*DATA SHOWN*.
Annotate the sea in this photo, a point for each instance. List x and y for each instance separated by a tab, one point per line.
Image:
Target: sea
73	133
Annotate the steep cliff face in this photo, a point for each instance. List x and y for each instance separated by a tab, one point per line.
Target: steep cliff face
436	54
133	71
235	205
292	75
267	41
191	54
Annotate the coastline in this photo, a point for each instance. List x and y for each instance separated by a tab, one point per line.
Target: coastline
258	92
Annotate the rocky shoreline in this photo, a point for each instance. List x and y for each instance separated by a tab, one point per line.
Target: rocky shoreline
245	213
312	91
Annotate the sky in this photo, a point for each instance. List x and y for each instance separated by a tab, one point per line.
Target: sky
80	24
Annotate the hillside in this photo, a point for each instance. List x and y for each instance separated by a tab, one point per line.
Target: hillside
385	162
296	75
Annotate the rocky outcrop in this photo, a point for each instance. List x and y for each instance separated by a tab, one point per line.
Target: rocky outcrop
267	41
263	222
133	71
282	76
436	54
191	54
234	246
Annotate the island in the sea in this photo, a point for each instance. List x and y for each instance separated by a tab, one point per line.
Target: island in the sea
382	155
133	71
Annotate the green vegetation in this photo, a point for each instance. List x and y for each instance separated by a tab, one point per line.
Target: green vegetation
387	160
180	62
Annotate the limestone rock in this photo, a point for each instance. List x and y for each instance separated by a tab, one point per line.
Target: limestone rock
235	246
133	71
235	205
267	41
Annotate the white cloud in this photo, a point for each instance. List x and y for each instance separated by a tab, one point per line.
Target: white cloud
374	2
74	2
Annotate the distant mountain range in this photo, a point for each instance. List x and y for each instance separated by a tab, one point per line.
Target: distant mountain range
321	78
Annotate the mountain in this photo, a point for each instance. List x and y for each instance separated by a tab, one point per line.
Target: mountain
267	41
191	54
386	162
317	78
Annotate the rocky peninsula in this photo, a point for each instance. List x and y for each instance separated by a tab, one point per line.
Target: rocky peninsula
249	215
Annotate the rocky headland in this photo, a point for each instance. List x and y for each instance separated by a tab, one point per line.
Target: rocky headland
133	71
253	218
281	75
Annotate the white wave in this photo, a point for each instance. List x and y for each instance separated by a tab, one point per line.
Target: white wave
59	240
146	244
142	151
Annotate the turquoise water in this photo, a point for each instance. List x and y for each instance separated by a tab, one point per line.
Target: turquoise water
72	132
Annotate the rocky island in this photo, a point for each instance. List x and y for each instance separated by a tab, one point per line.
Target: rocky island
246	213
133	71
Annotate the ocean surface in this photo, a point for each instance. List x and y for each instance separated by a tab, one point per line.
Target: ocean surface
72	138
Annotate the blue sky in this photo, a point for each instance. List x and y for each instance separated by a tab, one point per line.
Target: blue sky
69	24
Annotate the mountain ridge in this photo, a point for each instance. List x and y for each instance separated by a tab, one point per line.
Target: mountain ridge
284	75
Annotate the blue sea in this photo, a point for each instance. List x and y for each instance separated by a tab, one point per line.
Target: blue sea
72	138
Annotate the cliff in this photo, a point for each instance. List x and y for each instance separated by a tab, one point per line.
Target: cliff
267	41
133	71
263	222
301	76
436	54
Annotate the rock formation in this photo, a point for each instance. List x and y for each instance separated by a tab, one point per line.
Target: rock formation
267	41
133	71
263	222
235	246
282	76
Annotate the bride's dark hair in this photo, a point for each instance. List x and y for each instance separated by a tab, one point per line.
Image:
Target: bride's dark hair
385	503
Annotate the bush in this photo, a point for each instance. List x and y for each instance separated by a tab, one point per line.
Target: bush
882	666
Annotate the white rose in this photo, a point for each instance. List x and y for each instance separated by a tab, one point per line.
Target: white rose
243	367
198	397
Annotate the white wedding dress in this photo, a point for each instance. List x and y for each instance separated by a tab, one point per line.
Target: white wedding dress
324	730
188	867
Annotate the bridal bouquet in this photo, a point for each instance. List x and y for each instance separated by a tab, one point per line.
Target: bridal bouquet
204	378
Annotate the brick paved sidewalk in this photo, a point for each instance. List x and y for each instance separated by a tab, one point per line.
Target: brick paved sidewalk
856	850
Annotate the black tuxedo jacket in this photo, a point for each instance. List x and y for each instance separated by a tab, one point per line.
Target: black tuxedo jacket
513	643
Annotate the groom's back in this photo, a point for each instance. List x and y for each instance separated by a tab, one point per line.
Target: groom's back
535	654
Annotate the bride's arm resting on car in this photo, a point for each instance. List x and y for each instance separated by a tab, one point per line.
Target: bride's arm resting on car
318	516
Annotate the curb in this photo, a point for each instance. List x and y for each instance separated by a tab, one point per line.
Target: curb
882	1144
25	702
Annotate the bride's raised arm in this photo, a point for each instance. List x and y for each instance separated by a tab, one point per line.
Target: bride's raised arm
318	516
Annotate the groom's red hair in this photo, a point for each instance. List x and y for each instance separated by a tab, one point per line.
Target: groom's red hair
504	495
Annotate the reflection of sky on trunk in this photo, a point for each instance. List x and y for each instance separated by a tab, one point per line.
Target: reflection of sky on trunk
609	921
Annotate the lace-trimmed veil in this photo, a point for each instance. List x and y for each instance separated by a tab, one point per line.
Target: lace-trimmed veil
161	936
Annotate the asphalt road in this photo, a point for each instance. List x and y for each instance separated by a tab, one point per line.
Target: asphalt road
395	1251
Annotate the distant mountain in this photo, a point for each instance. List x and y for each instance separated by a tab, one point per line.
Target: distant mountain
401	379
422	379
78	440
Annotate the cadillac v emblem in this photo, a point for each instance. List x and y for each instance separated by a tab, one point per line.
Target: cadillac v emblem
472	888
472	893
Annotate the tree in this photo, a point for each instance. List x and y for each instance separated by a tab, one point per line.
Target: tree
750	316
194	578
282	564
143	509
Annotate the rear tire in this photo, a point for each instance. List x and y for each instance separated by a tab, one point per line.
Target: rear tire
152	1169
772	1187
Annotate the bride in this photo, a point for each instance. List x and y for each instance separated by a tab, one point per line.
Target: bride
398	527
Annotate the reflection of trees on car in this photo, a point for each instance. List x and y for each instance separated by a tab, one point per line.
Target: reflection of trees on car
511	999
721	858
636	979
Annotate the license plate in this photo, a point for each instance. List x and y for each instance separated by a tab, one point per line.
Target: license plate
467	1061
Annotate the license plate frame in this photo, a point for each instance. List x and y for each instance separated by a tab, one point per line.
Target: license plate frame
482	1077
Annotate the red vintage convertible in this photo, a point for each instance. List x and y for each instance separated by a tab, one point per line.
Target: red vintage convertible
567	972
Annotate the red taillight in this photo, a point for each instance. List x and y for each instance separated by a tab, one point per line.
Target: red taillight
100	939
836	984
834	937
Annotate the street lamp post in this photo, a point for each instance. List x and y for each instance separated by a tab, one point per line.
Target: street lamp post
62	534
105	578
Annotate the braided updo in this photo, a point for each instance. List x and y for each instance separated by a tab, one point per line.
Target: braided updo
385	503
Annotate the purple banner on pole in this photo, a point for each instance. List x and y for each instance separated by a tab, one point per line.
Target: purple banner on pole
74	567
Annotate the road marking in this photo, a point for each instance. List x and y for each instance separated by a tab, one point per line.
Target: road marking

*WHAT YOU HAVE TO DO*. Look through the material for "marking". Copy each line that has it.

*RESPONSE BELOW*.
Annotate the road marking in this photo, a point for each instance. List x and y for each instance separated by a tab, one point per line.
Target: road marking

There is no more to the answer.